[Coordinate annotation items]
++++

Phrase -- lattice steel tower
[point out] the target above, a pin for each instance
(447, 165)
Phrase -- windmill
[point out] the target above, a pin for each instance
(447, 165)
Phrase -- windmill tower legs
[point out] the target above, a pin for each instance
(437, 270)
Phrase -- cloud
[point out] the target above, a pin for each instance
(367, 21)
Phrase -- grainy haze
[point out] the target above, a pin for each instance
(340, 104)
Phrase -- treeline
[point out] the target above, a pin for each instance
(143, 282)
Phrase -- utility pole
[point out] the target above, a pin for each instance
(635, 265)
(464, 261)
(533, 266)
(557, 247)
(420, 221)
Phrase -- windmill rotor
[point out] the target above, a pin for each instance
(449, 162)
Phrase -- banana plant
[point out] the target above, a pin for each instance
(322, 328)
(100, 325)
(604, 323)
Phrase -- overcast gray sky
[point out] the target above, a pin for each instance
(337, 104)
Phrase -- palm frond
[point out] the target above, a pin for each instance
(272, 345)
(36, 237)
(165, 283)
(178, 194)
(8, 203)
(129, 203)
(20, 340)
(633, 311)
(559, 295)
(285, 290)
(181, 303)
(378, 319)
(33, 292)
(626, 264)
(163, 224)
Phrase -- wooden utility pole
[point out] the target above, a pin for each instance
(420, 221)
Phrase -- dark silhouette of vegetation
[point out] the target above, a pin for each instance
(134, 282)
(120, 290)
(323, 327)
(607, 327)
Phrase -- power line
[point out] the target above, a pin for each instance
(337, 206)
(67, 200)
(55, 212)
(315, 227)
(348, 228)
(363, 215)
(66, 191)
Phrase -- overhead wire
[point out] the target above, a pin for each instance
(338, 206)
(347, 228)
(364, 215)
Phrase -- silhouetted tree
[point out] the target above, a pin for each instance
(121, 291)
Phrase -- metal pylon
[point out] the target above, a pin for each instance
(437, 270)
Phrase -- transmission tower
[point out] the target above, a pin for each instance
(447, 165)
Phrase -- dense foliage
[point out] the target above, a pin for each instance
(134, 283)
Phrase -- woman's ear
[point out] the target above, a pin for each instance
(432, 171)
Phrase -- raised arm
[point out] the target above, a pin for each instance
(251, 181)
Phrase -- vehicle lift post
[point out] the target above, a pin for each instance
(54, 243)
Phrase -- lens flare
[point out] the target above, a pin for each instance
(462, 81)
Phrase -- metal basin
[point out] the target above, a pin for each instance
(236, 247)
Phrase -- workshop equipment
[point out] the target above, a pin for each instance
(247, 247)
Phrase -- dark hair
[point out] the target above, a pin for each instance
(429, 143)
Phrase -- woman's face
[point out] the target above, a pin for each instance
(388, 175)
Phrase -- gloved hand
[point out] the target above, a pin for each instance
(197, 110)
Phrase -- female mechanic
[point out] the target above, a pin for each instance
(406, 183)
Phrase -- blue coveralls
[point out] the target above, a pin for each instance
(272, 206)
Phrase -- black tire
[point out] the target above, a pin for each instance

++++

TASK DIRECTIONS
Please copy out, word for word, the lines of the items above that begin at the line containing "Phrase -- vehicle lift post" and stop after the final line of the items.

WRITTEN RESPONSE
Phrase -- vehicle lift post
[point out] the target above, a pin for each instance
(54, 243)
Phrase -- lens flare
[point out] the target above, a pin for each instance
(462, 81)
Phrase -- metal basin
[point out] the target above, a pin for each instance
(236, 247)
Phrase -- workshop equipment
[point out] the target above, a pin for each instance
(247, 247)
Phrase -- dark hair
[point out] the target above, a pin for each instance
(429, 143)
Phrase -- woman's face
[point out] the target above, a pin for each instance
(388, 175)
Phrase -- gloved hand
[point out] the target above, a pin for each instance
(197, 110)
Phrase -- female mechanic
[point out] the target above, a pin for each instance
(406, 183)
Phrase -- blue coveralls
[point out] the target above, a pin for each instance
(272, 206)
Phrase -- black tire
[point out] the target above, a pin for each instance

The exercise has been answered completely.